§ EXERCISE TASKS
a) Name every person who appears by name in the patch discussion, giving the full name wherever one is shown.
b) Please sum up the patch discussion in three sentences.
c) Extend the patch discussion past its final line.

§ PAGE EXTRACT
━━━━━━━━━━━━━━━━━━━━

I assume, some optimization can be done by letting DSA know the state
of multicast_snooping.

Off-topic question, this patch set stops to work after rebasing against
latest netdev. I get following warning:
ip l s lan0 master test
RTNETLINK answers: Invalid argumen

Are there some API changes?

Regards,
Oleksij
Vladimir Oltean April 3, 2021, 4:38 p.m. UTC | #6
On Sat, Apr 03, 2021 at 05:22:24PM +0200, Oleksij Rempel wrote:
> Off-topic question, this patch set stops to work after rebasing against
> latest netdev. I get following warning:
> ip l s lan0 master test
> RTNETLINK answers: Invalid argumen
> 
> Are there some API changes?

Yes, it's likely that you are returning -EINVAL to some of the functions
with which DSA calls you at .port_bridge_join time, see dsa_port_switchdev_sync.
Oleksij Rempel April 3, 2021, 5:14 p.m. UTC | #7
Am 03.04.21 um 16:49 schrieb Andrew Lunn:
>> @@ -31,6 +96,13 @@ static struct sk_buff *ar9331_tag_xmit(struct sk_buff *skb,
>>  	__le16 *phdr;
>>  	u16 hdr;
>>
>> +	if (dp->stp_state == BR_STATE_BLOCKING) {
>> +		/* TODO: should we reflect it in the stats? */
>> +		netdev_warn_once(dev, "%s:%i dropping blocking packet\n",
>> +				 __func__, __LINE__);
>> +		return NULL;
>> +	}
>> +
>>  	phdr = skb_push(skb, AR9331_HDR_LEN);
>>
>>  	hdr = FIELD_PREP(AR9331_HDR_VERSION_MASK, AR9331_HDR_VERSION);
>
> Hi Oleksij
>
> This change does not seem to fit with what this patch is doing.

done

> I also think it is wrong. You still need BPDU to pass through a
> blocked port, otherwise spanning tree protocol will be unstable.

We need a better filter, otherwise, in case of software based STP, we are leaking packages on
blocked port. For example DHCP do trigger lots of spam in the kernel log.

━━━━━━━━━━━━━━━━━━━━

§ COLLECTED MATERIAL
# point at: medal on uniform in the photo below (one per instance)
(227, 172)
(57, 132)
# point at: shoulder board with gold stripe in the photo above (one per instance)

━━━━━━━━━━━━━━━━━━━━

§ ANSWERS TO EACH TASK
a) Oleksij Rempel, Vladimir Oltean, Andrew Lunn

b) Oleksij Rempel reports that the patch set stopped working after rebasing against the latest netdev, because making lan0 a bridge member now fails with an invalid argument error, and asks whether the API changed. Vladimir Oltean replies that the driver is probably returning -EINVAL to one of the functions DSA calls at .port_bridge_join time, and points to dsa_port_switchdev_sync. Andrew Lunn objects that dropping packets on a blocking port does not fit the patch and breaks spanning tree, since BPDUs must still pass, while Oleksij Rempel answers that a better filter is needed because software-based STP otherwise leaks packets on blocked ports, with DHCP flooding the kernel log.

c)
I'll drop STP patch for now, it will be better to make a generic soft STP for all switches without
HW offloading. For example ksz9477 is doing SW based STP in similar way.

--
Regards,
Oleksij
Vladimir Oltean April 4, 2021, 12:02 a.m. UTC | #8
On Sat, Apr 03, 2021 at 07:14:56PM +0200, Oleksij Rempel wrote:
> Am 03.04.21 um 16:49 schrieb Andrew Lunn:
> >> @@ -31,6 +96,13 @@ static struct sk_buff *ar9331_tag_xmit(struct sk_buff *skb,
> >>  	__le16 *phdr;
> >>  	u16 hdr;
> >>
> >> +	if (dp->stp_state == BR_STATE_BLOCKING) {
> >> +		/* TODO: should we reflect it in the stats? */
> >> +		netdev_warn_once(dev, "%s:%i dropping blocking packet\n",
> >> +				 __func__, __LINE__);
> >> +		return NULL;
> >> +	}
> >> +
> >>  	phdr = skb_push(skb, AR9331_HDR_LEN);
> >>
> >>  	hdr = FIELD_PREP(AR9331_HDR_VERSION_MASK, AR9331_HDR_VERSION);
> >
> > Hi Oleksij
> >
> > This change does not seem to fit with what this patch is doing.
> 
> done
> 
> > I also think it is wrong. You still need BPDU to pass through a
> > blocked port, otherwise spanning tree protocol will be unstable.
> 
> We need a better filter, otherwise, in case of software based STP, we are leaking packages on
> blocked port. For example DHCP do trigger lots of spam in the kernel log.

I have no idea whatsoever what 'software based STP' is, if you have
hardware-accelerated forwarding.

> I'll drop STP patch for now, it will be better to make a generic soft STP for all switches without
> HW offloading. For example ksz9477 is doing SW based STP in similar way.

How about we discuss first about what your switch is not doing properly?
Have you debugged more than just watching the bridge change port states?
As Andrew said, a port needs to accept and send link-local frames
regardless of the STP state. In the BLOCKING state it must send no other
frames and have address learning disabled. Is this what's happening, is
the switch forwarding frames towards a BLOCKING port?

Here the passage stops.